● Your assignment
Pick up the abstract on SULF1 in triple negative breast cancer where its last sentence ends and keep writing it.

● Selected passage

※ ※ ※

Background:
Breast cancer is the most frequently diagnosed cancer in females worldwide. Triple negative breast cancer (TNBC) is one of the most aggressive kinds of breast cancer due to its heterogenous nature, propensity to metastasise and shift towards epithelial-mesenchymal transition (EMT). Studies have demonstrated that cancer stem cells (CSCs) in the hybrid state of EMT/MET exhibit increased tumorigenicity, and expresses higher levels of an enzyme called sulfatase 1 (SULF1).
We hypothesised that SULF1 is essential for the maintenance of the CSC state, and reducing its expression will drive cells towards mesenchymal epithelial transition (MET), hence mitigating TNBC’s metastatic potential. Further on, we also hypothesised that reducing SULF1 expression will change the inflammatory response in aggressive tumours due to changes in EMT-inducing cytokines in the tumour microenvironment.
Methods:
We used single cell imaging to identify different cell states across the EMT spectrum in heterogenous TNBC cell line models. Dimension reduction techniques were performed to classify E/M subpopulations. Random Forests machine learning models were utilised to predict E/M cell states and effects of SULF1. In vitro and in vivo knock down models were created to study the effect of SULF1 modulation on CSC function. Transcriptomic changes were analysed using RNA-seq. Inflammatory response was studied in vivo and changes in tumours were assessed using FACS and IHC.

※ ※ ※

● Source material
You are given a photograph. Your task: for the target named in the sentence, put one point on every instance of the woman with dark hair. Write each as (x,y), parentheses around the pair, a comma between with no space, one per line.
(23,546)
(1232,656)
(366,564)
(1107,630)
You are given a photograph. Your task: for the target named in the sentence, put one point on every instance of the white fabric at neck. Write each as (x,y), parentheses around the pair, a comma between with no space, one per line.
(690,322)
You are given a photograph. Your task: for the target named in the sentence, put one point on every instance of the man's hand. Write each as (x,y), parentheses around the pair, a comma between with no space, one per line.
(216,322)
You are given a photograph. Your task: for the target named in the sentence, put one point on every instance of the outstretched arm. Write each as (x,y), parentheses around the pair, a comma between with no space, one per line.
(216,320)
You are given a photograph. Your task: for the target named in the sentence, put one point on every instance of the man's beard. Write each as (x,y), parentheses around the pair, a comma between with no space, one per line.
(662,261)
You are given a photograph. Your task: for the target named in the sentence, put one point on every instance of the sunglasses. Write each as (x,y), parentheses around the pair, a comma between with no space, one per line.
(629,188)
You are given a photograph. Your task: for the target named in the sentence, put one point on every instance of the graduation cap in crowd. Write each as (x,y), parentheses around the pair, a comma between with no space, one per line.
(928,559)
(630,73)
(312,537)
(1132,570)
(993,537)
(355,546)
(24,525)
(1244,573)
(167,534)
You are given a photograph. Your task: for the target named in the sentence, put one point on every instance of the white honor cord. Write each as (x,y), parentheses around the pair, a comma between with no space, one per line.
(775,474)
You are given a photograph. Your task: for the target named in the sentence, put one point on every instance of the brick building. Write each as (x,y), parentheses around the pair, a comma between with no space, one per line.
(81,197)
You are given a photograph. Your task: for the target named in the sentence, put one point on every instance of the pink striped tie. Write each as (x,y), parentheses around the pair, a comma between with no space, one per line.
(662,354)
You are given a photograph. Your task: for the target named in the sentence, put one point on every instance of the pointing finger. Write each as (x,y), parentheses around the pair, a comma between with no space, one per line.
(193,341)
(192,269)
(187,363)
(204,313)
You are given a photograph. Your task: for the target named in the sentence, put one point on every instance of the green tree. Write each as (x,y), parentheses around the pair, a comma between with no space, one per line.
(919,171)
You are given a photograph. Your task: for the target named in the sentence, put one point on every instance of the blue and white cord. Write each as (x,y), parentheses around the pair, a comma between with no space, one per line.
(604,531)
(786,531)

※ ※ ※

● Result of this exercise
Results:
We confirmed that CSCs in the hybrid state expresses higher levels of SULF1 and its downregulation inhibits CSC function through blocking tumour initiation and metastatic potential. In vitro knockdown of SULF1 induced an actin cytoskeleton reorganization and cell clustering, concomitant with higher expression of the epithelial marker CDH1. RNA-seq data showed significant upregulation of Interferon-Alpha and Gamma signalling pathways and downregulation of EMT, Androgen response, MTORC1 signalling in SULF1 knockdown models.
Conclusion:
We showed that reduced levels of SULF1 drive cells into MET and is important in controlling metastatic potential of TNBC. We are currently studying the effect of SULF1 KD on inflammation. Our future work is inclined to demonstrate the efficacy of SULF1 inhibition in combination with chemotherapy/immunotherapy in TNBC. Based on these results, inhibiting SULF1 maybe a good strategy to treat TNBC patients.